### [Complete the following]
**1)** From the oil market commentary below, reproduce the passage that begins with the words containing "The defining tape" and ends with "end of July.".
**2)** Answer these questions using the oil market commentary below:
(a) To what level has Goldman Sachs cut its fourth-quarter Brent forecast?
(b) Where has Saudi Arabia resumed loading?
(c) Where and when are US and Iranian officials due to meet?
**3)** Pick up the oil market commentary below after its final sentence and keep writing it.

### [Text extract]
The defining tape this morning is oil, and the story has flipped from shortage to glut in the space of a fortnight. Brent near $72 marks a four-month low, the war premium has fully unwound, and the market's attention has moved decisively from the Strait of Hormuz to a 2026 supply surplus that is large enough for Iraq to threaten leaving OPEC unless its production quota rises. Goldman Sachs has cut its fourth-quarter Brent forecast to $80 from $90 and now expects Gulf exports back to pre-war levels by the end of July.

Underneath the price, the drivers are structural rather than headline. Saudi Arabia has resumed loading at Ras Tanura, the UAE, Kuwait and Qatar are pushing more barrels out despite a shortage of tankers, and on the demand side Chinese crude imports have fallen to their lowest since 2018. The diplomatic track adds a layer of caution rather than direction, with US and Iranian officials due to meet in Doha on Tuesday, but the supply normalisation is doing the heavy lifting and the conflict premium is now almost entirely gone.

### [Data lines]
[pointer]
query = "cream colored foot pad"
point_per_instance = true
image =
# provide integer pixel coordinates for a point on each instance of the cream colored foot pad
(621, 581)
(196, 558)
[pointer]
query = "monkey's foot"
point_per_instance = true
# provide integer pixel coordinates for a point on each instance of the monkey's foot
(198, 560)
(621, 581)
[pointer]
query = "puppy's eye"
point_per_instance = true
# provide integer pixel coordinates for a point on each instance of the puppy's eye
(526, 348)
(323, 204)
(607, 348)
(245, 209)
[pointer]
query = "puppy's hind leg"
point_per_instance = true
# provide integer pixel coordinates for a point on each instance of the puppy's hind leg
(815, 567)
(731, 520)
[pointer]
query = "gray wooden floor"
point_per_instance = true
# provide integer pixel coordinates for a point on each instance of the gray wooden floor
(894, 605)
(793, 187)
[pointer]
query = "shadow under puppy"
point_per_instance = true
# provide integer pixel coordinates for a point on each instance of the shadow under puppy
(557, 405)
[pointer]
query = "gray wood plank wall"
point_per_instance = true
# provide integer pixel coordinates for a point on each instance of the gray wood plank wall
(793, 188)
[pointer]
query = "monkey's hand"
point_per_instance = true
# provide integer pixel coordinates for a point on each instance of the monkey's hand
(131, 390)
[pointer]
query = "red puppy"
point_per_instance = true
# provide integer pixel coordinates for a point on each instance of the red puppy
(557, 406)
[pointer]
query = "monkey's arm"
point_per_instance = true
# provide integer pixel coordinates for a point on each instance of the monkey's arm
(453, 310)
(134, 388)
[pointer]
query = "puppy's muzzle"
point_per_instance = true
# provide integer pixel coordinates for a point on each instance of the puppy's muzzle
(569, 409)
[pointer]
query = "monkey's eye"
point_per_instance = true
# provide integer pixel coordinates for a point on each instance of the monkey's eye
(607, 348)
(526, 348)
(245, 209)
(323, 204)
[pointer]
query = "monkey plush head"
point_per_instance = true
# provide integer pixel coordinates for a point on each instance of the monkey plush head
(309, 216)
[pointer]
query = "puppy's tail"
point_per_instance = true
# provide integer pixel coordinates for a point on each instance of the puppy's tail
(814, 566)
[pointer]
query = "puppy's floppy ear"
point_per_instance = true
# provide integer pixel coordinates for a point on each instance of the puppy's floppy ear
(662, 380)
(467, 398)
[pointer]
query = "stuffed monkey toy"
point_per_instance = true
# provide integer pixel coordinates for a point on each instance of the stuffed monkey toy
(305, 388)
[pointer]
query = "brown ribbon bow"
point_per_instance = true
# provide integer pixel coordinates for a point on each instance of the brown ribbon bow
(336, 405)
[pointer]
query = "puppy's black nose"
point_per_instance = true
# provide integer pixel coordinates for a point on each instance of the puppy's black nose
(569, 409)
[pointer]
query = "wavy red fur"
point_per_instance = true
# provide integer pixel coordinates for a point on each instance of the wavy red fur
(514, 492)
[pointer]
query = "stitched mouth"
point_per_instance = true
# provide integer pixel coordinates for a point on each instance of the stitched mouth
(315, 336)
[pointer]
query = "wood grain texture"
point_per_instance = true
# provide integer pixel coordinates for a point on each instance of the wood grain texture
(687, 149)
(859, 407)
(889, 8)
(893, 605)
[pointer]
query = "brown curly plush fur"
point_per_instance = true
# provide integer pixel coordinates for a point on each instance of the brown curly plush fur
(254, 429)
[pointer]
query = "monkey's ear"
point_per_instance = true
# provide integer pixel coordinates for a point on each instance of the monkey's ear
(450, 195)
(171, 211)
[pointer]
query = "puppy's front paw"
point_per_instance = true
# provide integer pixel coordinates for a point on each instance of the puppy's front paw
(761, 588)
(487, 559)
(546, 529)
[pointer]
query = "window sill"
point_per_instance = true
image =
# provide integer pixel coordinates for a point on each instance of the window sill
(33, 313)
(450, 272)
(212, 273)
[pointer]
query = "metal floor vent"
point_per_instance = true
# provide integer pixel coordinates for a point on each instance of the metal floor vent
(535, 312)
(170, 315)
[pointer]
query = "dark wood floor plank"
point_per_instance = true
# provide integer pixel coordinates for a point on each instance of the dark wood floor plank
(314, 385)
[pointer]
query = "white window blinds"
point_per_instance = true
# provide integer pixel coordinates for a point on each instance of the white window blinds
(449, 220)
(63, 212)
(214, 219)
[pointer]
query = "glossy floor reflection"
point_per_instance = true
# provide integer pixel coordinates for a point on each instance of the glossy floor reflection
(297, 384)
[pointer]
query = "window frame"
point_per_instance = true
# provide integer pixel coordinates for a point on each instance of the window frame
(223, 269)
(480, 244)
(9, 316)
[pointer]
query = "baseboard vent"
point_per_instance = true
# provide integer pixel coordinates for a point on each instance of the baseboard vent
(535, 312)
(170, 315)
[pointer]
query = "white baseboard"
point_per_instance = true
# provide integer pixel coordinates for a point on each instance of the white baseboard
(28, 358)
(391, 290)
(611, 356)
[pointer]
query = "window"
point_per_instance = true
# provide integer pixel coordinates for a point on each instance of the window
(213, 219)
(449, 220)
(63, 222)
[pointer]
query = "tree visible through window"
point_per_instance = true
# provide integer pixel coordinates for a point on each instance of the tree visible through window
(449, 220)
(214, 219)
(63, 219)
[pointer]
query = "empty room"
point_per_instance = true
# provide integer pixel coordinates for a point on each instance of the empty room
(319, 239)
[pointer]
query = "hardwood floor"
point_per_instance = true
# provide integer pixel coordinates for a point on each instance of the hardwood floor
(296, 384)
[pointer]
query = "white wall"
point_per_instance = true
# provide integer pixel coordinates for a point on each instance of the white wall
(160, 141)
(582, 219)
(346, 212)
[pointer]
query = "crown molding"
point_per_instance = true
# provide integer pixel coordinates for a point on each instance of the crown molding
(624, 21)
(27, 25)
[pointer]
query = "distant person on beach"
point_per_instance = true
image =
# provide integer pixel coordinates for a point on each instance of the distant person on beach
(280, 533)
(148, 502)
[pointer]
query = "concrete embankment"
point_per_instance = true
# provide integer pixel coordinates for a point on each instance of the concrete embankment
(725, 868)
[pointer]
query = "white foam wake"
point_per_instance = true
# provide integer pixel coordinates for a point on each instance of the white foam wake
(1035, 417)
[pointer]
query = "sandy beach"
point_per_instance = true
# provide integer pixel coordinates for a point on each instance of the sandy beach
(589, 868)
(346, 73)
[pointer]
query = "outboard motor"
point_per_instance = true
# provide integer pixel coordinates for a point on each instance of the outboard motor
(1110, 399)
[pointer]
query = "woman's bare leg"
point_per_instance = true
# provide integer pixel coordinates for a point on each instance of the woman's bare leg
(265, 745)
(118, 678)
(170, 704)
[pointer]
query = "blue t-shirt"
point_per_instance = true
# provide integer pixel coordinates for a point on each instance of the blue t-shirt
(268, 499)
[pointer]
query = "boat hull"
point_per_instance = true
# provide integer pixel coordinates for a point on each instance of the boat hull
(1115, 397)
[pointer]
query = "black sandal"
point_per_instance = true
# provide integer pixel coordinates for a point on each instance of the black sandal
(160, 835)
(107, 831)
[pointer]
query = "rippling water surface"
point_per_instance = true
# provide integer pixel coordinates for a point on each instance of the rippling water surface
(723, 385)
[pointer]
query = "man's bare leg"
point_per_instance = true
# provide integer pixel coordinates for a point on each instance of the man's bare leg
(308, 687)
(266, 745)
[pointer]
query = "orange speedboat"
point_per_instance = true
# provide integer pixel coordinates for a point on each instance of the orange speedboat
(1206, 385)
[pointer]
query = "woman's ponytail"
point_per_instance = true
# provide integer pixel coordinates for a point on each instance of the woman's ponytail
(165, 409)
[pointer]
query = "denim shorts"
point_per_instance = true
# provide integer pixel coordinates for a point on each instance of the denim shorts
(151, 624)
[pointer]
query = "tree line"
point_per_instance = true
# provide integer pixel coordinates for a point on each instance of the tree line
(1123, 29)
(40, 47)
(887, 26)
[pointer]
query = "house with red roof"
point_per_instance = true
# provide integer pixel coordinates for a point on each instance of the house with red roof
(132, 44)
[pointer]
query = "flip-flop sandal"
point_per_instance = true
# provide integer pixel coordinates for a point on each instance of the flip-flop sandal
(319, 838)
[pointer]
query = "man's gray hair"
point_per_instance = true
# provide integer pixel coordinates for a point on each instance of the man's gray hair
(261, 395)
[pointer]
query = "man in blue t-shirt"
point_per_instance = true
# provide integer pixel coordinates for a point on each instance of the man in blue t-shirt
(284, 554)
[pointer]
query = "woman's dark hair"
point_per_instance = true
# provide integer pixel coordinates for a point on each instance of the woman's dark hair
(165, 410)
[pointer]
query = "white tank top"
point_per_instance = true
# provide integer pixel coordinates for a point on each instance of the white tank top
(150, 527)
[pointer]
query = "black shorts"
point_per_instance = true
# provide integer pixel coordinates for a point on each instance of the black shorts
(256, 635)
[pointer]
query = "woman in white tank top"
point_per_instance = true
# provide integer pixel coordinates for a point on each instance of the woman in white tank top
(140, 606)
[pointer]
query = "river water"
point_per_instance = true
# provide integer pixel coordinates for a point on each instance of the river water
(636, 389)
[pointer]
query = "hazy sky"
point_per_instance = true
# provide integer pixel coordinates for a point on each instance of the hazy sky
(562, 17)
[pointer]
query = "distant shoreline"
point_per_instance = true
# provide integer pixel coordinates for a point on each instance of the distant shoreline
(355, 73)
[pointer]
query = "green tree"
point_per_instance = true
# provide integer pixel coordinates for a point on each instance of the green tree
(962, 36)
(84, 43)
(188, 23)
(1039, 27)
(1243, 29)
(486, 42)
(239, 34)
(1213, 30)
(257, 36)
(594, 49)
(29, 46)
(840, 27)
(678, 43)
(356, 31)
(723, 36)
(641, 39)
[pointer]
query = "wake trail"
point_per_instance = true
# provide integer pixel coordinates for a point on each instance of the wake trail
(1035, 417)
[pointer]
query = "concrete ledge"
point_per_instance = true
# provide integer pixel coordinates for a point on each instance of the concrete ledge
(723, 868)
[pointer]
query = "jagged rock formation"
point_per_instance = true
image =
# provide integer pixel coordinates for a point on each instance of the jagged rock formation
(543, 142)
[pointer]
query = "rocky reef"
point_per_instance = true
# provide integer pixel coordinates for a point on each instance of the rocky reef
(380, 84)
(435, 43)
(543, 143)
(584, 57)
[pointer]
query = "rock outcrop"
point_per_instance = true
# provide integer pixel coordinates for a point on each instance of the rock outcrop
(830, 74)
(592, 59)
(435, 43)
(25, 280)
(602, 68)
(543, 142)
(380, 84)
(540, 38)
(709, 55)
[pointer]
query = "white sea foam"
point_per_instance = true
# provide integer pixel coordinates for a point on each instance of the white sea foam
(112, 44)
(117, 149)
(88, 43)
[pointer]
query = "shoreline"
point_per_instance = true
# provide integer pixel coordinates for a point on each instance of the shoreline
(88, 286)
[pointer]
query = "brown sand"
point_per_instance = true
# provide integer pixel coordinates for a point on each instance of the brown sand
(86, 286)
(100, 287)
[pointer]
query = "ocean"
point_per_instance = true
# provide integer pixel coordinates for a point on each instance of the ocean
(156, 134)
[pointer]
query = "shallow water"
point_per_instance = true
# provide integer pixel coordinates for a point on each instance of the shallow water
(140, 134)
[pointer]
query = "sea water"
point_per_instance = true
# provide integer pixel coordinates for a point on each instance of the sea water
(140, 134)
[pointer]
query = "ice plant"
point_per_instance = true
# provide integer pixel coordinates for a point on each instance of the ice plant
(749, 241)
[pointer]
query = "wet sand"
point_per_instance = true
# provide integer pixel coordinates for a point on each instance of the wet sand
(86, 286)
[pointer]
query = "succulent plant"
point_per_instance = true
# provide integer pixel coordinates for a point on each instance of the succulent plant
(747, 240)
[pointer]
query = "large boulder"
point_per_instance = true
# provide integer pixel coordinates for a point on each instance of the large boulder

### [Written responses]
**1)**
The defining tape this morning is oil, and the story has flipped from shortage to glut in the space of a fortnight. Brent near $72 marks a four-month low, the war premium has fully unwound, and the market's attention has moved decisively from the Strait of Hormuz to a 2026 supply surplus that is large enough for Iraq to threaten leaving OPEC unless its production quota rises. Goldman Sachs has cut its fourth-quarter Brent forecast to $80 from $90 and now expects Gulf exports back to pre-war levels by the end of July.

**2)**
(a) $80, down from $90.
(b) Ras Tanura.
(c) In Doha on Tuesday.

**3)**
Equities are not taking the cheaper-energy gift cleanly. Asian markets were choppy on Monday as investors weighed AI-driven growth against the cost pressures rippling through the technology supply chain, with the KOSPI shedding around 2% after a brutal prior week while Taiwan gained over 2%, leaving the regional picture fractured rather than risk-on. US futures pointed to a steadier tone, with the S&P 500 having edged up 0.3% in the prior session, but conviction is thin into quarter-end and a jobs report.

The cross-asset frame for the week is a divergence between a commodity complex flashing disinflation and a Fed still flashing tightening. Brent at $72 sits well below the June war-spike that carried it above $110, and with the glut thesis reasserting and a stronger dollar pressing on dollar-denominated crude, the path of least resistance stays lower unless a concrete supply disruption returns or Chinese demand turns. That is the backdrop against which every currency in this brief is now trading, and it rewards watching the oil tape and Friday's payrolls together rather than separately.